(Excerpts from a detection dataset)
= = = =
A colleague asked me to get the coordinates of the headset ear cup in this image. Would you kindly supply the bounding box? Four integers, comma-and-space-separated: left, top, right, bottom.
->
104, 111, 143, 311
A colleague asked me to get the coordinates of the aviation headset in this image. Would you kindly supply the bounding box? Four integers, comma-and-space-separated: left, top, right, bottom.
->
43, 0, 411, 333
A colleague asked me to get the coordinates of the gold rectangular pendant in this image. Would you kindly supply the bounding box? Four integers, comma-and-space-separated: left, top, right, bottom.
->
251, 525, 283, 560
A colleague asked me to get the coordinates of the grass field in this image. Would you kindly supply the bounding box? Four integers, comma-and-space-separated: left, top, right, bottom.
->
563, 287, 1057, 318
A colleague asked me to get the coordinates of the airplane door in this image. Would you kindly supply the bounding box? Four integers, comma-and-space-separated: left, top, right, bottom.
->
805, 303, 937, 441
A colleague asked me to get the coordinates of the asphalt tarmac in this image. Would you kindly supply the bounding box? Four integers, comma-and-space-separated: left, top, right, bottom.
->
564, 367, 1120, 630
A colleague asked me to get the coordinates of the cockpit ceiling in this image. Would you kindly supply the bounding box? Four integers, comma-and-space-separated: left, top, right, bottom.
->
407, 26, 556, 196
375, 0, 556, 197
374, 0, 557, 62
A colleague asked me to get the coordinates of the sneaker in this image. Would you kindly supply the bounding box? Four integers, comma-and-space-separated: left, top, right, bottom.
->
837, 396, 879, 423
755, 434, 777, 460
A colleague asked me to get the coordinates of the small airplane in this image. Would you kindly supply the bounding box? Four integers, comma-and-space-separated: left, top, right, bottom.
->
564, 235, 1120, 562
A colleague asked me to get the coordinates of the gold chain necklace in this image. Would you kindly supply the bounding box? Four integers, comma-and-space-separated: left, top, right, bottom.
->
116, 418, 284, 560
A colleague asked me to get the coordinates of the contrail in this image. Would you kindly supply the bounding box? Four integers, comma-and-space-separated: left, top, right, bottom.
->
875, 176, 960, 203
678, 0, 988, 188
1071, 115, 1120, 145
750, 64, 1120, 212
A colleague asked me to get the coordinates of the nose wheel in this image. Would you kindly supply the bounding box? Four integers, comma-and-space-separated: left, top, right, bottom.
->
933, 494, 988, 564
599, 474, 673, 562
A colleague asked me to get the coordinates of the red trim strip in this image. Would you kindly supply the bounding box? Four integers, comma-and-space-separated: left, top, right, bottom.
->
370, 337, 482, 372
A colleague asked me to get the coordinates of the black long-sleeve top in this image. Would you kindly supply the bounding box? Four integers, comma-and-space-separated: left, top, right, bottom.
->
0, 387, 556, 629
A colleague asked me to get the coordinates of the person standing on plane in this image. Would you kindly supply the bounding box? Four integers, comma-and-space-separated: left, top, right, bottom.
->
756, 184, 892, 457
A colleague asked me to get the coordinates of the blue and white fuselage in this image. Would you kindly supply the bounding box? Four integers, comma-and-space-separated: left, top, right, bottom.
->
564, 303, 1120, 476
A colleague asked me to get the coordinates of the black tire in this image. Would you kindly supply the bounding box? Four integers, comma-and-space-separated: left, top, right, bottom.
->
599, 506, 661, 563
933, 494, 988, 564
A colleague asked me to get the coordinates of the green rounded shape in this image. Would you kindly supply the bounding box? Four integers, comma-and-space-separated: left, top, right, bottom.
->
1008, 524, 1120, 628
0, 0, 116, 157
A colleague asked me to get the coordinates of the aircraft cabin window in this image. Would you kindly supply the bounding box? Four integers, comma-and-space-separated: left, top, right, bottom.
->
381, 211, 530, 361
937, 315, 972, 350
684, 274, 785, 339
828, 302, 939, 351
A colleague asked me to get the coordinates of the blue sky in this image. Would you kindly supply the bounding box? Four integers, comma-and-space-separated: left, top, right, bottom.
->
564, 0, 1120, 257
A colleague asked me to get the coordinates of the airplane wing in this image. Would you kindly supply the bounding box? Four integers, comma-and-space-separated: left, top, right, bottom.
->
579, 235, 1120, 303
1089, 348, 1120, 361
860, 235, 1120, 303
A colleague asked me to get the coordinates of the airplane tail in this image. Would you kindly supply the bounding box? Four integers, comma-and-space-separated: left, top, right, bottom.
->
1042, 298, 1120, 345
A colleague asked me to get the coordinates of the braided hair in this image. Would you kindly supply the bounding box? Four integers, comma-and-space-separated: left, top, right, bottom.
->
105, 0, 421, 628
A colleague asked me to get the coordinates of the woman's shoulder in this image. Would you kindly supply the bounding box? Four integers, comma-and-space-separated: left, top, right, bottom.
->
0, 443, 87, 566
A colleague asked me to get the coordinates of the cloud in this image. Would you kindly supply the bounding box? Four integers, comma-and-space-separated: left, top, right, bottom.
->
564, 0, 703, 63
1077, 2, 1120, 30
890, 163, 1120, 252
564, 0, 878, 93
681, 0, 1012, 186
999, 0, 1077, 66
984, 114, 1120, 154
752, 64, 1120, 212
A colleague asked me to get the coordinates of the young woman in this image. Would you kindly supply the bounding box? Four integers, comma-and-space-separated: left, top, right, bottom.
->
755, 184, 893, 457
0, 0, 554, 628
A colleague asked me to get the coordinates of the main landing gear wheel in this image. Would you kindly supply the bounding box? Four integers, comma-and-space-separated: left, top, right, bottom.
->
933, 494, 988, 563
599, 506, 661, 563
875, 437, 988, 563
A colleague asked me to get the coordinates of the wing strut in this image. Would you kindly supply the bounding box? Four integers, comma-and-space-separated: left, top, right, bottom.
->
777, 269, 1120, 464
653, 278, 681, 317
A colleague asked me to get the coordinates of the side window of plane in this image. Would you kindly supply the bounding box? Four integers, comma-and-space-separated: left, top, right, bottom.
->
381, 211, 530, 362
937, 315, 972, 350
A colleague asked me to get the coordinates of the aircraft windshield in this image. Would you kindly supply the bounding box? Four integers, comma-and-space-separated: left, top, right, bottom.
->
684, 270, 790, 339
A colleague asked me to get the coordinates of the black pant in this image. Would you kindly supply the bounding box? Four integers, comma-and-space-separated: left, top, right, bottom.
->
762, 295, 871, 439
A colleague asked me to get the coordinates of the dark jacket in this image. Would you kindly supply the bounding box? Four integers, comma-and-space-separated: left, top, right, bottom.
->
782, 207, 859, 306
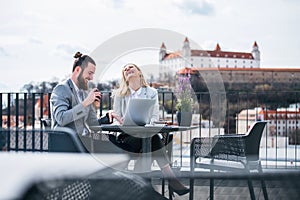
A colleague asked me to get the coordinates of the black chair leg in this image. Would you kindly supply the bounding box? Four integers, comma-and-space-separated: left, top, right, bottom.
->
258, 162, 269, 200
189, 178, 194, 200
161, 178, 166, 196
248, 179, 255, 200
209, 178, 215, 200
261, 180, 269, 200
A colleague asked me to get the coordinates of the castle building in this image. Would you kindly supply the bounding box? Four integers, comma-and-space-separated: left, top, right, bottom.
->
159, 37, 260, 77
236, 104, 300, 136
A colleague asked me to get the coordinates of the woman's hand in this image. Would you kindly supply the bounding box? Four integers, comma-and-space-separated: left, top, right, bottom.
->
82, 88, 101, 107
108, 110, 123, 124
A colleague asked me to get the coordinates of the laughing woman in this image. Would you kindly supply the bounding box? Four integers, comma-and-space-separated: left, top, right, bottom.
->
113, 63, 189, 195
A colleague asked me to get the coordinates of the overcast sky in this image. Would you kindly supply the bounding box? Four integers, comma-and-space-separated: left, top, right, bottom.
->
0, 0, 300, 92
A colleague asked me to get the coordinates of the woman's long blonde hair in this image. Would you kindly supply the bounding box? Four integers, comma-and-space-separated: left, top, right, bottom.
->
115, 63, 148, 97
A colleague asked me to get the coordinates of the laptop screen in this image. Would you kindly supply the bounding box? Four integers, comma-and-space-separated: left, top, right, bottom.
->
123, 99, 155, 126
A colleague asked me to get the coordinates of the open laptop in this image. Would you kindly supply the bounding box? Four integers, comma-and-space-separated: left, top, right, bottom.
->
123, 99, 155, 126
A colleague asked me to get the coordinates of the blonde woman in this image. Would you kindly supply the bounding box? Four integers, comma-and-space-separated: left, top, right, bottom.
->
113, 63, 189, 195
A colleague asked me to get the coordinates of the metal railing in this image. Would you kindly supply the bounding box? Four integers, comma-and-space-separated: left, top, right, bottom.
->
0, 91, 300, 167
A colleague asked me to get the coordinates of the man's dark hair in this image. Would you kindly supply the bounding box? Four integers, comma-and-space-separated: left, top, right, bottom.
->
72, 52, 96, 72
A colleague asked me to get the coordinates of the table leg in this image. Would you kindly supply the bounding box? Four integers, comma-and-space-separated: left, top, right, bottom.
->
141, 137, 152, 172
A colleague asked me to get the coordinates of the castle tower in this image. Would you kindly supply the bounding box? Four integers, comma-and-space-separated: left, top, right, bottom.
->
182, 37, 191, 67
159, 43, 167, 62
251, 41, 260, 67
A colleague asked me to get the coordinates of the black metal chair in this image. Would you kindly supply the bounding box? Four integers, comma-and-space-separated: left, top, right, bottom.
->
190, 121, 268, 200
44, 127, 88, 153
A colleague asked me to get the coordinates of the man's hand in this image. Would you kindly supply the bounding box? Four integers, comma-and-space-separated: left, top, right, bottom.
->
108, 110, 123, 124
82, 88, 101, 108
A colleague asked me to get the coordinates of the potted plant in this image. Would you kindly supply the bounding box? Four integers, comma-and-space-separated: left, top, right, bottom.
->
175, 75, 193, 126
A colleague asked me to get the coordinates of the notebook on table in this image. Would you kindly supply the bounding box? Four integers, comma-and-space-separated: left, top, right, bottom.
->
122, 99, 155, 126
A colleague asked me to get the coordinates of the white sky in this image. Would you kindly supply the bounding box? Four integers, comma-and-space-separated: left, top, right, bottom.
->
0, 0, 300, 92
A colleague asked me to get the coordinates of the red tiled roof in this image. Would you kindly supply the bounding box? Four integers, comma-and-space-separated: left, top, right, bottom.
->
177, 67, 300, 74
164, 49, 254, 60
164, 51, 182, 60
160, 42, 166, 49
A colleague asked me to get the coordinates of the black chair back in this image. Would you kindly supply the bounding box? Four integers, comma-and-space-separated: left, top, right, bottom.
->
45, 127, 87, 153
245, 121, 267, 161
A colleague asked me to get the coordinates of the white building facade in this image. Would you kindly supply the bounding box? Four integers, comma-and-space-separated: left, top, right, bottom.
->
159, 38, 260, 76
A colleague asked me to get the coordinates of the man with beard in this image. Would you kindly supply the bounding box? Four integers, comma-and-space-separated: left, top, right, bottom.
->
= = = =
- [WHAT TO WORK ON]: Copy out the rows verbatim, starting at the line that contains "the black pant" and ending at the line that contains "762, 295, 871, 439".

- [RESPONSE TO THIS EXERCISE]:
A colleague asked me to get the coordinates of the black pant in this image. Would you kindly supply the bounding box? Four integers, comma-and-space-separated: left, top, right, bottom.
->
762, 295, 871, 439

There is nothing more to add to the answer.